• [Excerpted passage]:

※

Pfizer is still likely to be the first out of the gate with interim results on efficacy. “I very much hope that Pfizer does their first interim, and it kicks ass. But who knows?” Lowe says. “They also then have a better chance of doing an interim readout and having it not quite come out as strong as they want it, because they’re doing it earlier.” With such small numbers—the first interim analysis will occur after only 32 infections—it may still be unclear how well the vaccine actually protects against disease.
If most of the infections are in the placebo group—say 26 out of 32—that would suggest the vaccine is at least 76 percent effective. That’d be pretty good. But scientists have cautioned that a COVID-19 vaccine might be less effective than we’d like, based on how vaccines against respiratory viruses tend to work. The FDA has set a bar of at least 50 percent efficacy for a COVID-19 vaccine. It’ll take longer and more cases for trials to reach a conclusion if vaccine efficacy is on the lower side. So if the first interim results are a little disappointing, that “doesn’t mean this is a failed vaccine,” Lowe says. “We’re just going to keep on rolling.” We’ll have a better idea of efficacy once we’ve seen how the vaccine performs in more people.

※

Referring expression data based on photos:
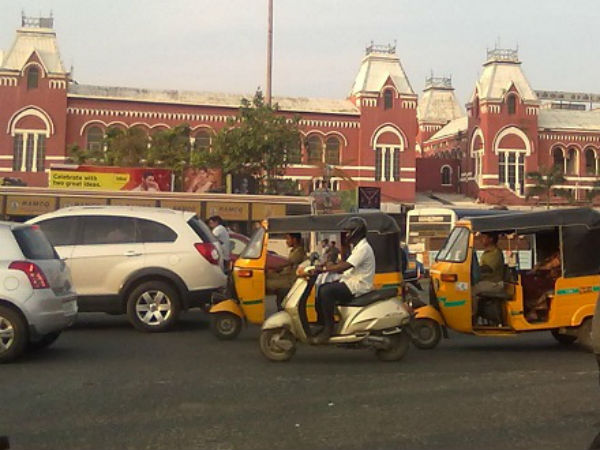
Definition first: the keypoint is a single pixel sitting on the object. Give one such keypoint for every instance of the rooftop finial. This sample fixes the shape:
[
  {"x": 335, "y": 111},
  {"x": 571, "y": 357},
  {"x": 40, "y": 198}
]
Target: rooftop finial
[
  {"x": 36, "y": 22},
  {"x": 373, "y": 48},
  {"x": 438, "y": 82},
  {"x": 503, "y": 54}
]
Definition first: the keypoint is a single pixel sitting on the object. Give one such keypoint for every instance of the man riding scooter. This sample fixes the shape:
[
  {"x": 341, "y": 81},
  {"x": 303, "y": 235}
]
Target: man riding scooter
[{"x": 357, "y": 272}]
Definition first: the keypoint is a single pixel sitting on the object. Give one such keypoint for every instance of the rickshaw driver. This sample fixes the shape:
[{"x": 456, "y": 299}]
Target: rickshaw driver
[
  {"x": 491, "y": 268},
  {"x": 279, "y": 282},
  {"x": 358, "y": 272}
]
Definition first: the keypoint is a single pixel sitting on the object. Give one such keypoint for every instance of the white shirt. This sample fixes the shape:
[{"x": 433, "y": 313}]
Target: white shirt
[
  {"x": 359, "y": 278},
  {"x": 222, "y": 236}
]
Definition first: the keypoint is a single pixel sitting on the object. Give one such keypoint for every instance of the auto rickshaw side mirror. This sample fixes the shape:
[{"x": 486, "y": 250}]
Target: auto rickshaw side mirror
[{"x": 313, "y": 257}]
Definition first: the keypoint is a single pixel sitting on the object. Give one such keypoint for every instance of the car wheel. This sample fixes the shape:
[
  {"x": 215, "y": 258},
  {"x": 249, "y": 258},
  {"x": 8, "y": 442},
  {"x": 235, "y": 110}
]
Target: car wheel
[
  {"x": 398, "y": 347},
  {"x": 225, "y": 326},
  {"x": 153, "y": 306},
  {"x": 45, "y": 341},
  {"x": 13, "y": 334},
  {"x": 565, "y": 339}
]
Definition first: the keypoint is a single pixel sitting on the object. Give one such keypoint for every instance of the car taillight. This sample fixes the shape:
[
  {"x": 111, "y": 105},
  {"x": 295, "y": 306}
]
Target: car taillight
[
  {"x": 34, "y": 273},
  {"x": 209, "y": 251}
]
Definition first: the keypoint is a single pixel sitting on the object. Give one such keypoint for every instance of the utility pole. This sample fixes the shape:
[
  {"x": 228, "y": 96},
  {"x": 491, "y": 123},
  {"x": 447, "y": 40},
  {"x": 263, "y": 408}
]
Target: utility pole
[{"x": 269, "y": 51}]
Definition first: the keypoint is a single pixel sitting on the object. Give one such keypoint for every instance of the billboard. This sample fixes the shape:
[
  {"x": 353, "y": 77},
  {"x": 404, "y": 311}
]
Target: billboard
[
  {"x": 201, "y": 179},
  {"x": 103, "y": 178}
]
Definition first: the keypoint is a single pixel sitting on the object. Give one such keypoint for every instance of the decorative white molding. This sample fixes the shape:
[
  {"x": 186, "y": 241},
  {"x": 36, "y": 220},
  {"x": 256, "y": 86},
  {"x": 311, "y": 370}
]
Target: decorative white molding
[
  {"x": 9, "y": 81},
  {"x": 31, "y": 110}
]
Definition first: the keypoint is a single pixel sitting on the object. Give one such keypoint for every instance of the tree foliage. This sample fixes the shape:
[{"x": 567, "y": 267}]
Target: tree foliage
[
  {"x": 254, "y": 143},
  {"x": 545, "y": 181}
]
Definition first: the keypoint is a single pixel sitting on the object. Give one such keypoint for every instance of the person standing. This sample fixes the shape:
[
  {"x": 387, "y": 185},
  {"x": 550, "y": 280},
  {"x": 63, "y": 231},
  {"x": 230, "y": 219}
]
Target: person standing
[{"x": 222, "y": 235}]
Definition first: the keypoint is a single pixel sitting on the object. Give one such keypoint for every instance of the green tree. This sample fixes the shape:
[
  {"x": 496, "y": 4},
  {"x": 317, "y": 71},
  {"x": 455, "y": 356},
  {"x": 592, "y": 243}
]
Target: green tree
[
  {"x": 123, "y": 148},
  {"x": 170, "y": 149},
  {"x": 545, "y": 181},
  {"x": 254, "y": 143}
]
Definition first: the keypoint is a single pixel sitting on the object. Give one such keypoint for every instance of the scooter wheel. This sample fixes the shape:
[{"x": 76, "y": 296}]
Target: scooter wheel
[
  {"x": 398, "y": 348},
  {"x": 426, "y": 333},
  {"x": 277, "y": 344},
  {"x": 225, "y": 326}
]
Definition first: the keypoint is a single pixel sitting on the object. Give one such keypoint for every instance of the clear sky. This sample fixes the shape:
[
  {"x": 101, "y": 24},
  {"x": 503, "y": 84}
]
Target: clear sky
[{"x": 220, "y": 45}]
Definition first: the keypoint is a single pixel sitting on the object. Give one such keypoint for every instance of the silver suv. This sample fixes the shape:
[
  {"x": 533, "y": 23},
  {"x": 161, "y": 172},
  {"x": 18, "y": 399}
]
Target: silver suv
[
  {"x": 36, "y": 298},
  {"x": 148, "y": 263}
]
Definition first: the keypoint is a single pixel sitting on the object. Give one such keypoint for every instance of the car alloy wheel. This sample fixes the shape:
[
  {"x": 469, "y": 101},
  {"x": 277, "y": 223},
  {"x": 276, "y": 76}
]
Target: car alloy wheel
[
  {"x": 7, "y": 334},
  {"x": 153, "y": 307}
]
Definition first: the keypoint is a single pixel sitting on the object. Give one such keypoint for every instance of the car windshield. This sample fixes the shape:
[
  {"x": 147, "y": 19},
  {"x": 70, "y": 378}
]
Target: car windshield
[
  {"x": 455, "y": 247},
  {"x": 254, "y": 248},
  {"x": 202, "y": 230},
  {"x": 33, "y": 243}
]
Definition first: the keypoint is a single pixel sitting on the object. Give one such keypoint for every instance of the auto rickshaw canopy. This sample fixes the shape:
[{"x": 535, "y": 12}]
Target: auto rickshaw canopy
[
  {"x": 377, "y": 222},
  {"x": 585, "y": 217},
  {"x": 579, "y": 230}
]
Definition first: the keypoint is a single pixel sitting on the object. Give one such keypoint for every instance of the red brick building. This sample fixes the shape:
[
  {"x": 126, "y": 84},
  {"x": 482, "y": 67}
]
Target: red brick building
[
  {"x": 509, "y": 130},
  {"x": 370, "y": 136}
]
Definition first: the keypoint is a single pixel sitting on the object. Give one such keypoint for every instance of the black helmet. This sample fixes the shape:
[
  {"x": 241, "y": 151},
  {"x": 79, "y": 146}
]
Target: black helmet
[{"x": 356, "y": 227}]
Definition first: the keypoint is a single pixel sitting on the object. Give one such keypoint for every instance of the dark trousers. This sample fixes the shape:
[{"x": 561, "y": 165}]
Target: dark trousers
[{"x": 328, "y": 295}]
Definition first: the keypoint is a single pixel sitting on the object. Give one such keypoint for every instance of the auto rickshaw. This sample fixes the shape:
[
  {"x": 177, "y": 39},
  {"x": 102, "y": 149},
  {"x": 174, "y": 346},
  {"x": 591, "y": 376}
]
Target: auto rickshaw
[
  {"x": 570, "y": 295},
  {"x": 247, "y": 304}
]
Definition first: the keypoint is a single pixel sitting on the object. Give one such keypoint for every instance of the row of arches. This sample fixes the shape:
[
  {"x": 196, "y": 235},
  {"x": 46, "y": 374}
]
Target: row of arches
[
  {"x": 314, "y": 149},
  {"x": 568, "y": 158}
]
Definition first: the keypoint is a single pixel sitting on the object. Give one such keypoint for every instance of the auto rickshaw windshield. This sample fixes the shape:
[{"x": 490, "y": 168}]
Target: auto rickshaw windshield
[
  {"x": 456, "y": 246},
  {"x": 254, "y": 248}
]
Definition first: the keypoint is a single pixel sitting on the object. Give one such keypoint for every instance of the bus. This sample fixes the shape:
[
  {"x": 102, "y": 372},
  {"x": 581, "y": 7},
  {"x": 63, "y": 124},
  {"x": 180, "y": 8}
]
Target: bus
[{"x": 428, "y": 228}]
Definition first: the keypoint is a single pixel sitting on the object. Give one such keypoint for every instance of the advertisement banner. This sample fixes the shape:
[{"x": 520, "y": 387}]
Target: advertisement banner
[
  {"x": 201, "y": 180},
  {"x": 102, "y": 178}
]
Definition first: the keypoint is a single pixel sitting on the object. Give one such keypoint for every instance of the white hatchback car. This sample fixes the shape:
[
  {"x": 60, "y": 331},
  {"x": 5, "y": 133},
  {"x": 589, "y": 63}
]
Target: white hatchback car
[
  {"x": 148, "y": 263},
  {"x": 36, "y": 297}
]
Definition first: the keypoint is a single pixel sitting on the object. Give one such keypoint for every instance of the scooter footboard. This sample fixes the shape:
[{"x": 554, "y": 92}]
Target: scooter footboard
[{"x": 280, "y": 319}]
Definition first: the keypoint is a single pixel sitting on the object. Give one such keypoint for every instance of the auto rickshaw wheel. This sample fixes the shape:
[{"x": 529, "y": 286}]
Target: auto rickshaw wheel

※

• [What you should do]: Pick up the passage on interim efficacy results in COVID-19 vaccine trials after its final sentence and continue it. The records have no connection to the passage on COVID-19 vaccine trials.

• [Answer space]:
Conversely, it shouldn’t come as a shock if some of these vaccine candidates do turn out to be ineffective. The development process from Phase 1 to 2 to 3 has gone very smoothly so far. But, in general, more than 90 percent of drugs and treatments fail, and close to 50 percent of them fail in Phase 3. Lowe says he expects COVID-19 vaccine candidates to do much better because scientists are building on research into MERS and SARS, two related coronaviruses. But the whole point of conducting clinical trials is to find out if a vaccine works, so we shouldn’t expect them all to succeed. With 46 vaccine candidates already in clinical trials around the world, scientists are optimistic that at least some will be effective.